Return nothing but the lines from the line containing "In the photo above, where can the double-hung" through the last line of the records, reproduced exactly.

# START OF Information shown

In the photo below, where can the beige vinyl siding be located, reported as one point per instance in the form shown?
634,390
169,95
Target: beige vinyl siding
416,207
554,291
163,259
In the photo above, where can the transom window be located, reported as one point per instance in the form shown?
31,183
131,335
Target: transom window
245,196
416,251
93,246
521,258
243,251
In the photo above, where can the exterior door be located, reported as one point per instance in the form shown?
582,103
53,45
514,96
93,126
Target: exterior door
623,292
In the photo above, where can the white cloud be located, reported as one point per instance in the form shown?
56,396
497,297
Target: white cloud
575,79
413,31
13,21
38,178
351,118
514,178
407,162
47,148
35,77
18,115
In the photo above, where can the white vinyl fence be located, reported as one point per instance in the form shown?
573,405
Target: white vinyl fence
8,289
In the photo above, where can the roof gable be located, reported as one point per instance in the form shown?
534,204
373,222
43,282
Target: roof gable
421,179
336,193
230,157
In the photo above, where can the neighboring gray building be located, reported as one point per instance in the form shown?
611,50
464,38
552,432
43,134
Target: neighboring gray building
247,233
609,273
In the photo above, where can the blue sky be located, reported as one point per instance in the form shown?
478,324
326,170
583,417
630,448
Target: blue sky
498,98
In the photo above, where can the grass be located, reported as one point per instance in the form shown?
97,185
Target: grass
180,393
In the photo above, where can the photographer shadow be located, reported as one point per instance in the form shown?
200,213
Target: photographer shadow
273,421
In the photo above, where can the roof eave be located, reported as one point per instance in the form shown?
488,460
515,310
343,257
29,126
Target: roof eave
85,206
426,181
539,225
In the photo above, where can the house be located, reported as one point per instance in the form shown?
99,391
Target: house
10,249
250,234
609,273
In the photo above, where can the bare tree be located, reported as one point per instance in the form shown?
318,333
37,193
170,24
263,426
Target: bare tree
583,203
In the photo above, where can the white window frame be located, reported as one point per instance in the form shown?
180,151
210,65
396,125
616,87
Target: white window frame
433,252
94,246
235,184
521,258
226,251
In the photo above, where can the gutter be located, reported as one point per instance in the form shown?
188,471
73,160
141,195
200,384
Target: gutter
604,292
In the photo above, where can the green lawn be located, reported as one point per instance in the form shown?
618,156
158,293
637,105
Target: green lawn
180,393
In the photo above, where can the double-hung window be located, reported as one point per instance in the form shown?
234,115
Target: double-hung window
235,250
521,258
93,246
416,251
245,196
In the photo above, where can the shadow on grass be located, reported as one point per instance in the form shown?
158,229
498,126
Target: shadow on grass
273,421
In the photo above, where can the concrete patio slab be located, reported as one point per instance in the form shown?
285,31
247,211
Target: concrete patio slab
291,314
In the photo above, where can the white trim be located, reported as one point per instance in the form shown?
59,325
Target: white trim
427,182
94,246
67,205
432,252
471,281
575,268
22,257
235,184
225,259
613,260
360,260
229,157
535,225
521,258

# END OF Information shown

» Right answer:
In the photo above, where can the double-hung window be located, reported as one point per instance in the form shown?
234,115
Target: double-hung window
235,250
521,258
93,246
416,251
245,196
In the photo above, where can the shadow on grass be located, reported as one point per instance in the form shown?
158,229
498,126
Target: shadow on grass
273,421
In the photo above, where can the concrete patio slab be located, reported as one point per instance in the form shown?
285,31
247,211
Target: concrete patio slab
291,314
In the photo above, where can the white trim be located, reported as one point per instance in the form shown?
59,325
Target: white trim
427,182
94,246
67,205
432,252
471,281
575,268
22,257
235,184
225,259
613,260
360,260
229,157
535,225
521,258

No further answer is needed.